Transcribe the records from the line containing "Question. Indicate the bamboo pole" onward, up to and including the final line, exactly and without anything else.
===
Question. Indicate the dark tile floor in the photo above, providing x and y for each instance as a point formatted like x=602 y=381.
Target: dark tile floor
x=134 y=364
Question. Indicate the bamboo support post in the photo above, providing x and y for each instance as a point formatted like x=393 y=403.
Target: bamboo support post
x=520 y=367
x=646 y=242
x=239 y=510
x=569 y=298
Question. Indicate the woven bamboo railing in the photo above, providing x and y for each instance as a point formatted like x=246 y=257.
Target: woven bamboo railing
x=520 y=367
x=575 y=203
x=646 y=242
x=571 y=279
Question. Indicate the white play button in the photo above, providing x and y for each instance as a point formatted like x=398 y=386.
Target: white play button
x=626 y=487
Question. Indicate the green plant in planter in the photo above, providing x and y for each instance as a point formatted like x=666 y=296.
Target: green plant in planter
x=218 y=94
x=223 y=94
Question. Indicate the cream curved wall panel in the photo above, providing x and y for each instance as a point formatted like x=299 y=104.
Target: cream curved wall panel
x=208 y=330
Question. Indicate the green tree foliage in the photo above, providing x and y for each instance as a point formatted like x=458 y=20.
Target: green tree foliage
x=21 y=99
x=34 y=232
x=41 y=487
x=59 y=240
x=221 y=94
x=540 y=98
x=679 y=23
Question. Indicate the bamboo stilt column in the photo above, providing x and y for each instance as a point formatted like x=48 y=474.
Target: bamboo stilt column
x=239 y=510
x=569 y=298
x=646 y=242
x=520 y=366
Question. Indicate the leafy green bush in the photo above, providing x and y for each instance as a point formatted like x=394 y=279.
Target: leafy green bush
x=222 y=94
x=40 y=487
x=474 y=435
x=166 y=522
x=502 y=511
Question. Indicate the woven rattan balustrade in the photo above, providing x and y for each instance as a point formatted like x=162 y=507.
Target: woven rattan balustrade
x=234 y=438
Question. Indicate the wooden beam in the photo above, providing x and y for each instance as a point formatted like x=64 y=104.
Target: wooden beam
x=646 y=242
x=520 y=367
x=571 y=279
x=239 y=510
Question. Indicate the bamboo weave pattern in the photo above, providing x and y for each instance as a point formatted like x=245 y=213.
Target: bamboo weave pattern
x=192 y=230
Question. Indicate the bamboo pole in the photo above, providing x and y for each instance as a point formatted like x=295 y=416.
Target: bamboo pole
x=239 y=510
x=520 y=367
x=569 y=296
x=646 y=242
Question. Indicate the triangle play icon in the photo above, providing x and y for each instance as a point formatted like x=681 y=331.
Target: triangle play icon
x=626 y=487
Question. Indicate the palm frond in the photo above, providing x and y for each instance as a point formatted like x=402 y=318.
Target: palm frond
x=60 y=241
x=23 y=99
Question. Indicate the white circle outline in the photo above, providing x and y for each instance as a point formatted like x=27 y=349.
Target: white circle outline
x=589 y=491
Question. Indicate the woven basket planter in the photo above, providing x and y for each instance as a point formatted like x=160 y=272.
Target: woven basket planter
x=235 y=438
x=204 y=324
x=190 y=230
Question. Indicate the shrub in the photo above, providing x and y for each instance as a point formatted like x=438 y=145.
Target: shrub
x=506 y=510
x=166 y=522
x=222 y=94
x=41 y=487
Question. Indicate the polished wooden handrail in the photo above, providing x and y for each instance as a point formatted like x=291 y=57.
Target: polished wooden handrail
===
FINISHED TASK:
Question. Indicate the bamboo pole in the photo above, providing x and y for each instance as a point formatted like x=295 y=416.
Target: bamboo pole
x=239 y=510
x=520 y=367
x=569 y=296
x=646 y=242
Question. Indicate the triangle play icon in the photo above, providing x and y for each instance as a point formatted like x=681 y=331.
Target: triangle play icon
x=626 y=487
Question. Indicate the palm frond in the photo above, providing x and y for each instance as a point formatted like x=402 y=318.
Target: palm frond
x=60 y=241
x=23 y=99
Question. Indicate the white circle outline in the photo above, providing x and y for each instance as a point formatted like x=27 y=349.
Target: white circle outline
x=589 y=491
Question. Indicate the woven basket planter in the photo above, providing x and y for each instance as a point formatted like x=160 y=272.
Target: woven basket planter
x=235 y=438
x=204 y=324
x=190 y=230
Question. Indicate the shrub in the photo above, providing x and y for each instance as a point formatted like x=438 y=145.
Target: shrub
x=506 y=510
x=166 y=522
x=222 y=94
x=41 y=487
Question. Indicate the polished wooden handrail in the photo above, providing x and y for each instance as a point formatted like x=291 y=57.
Target: polished wooden handrail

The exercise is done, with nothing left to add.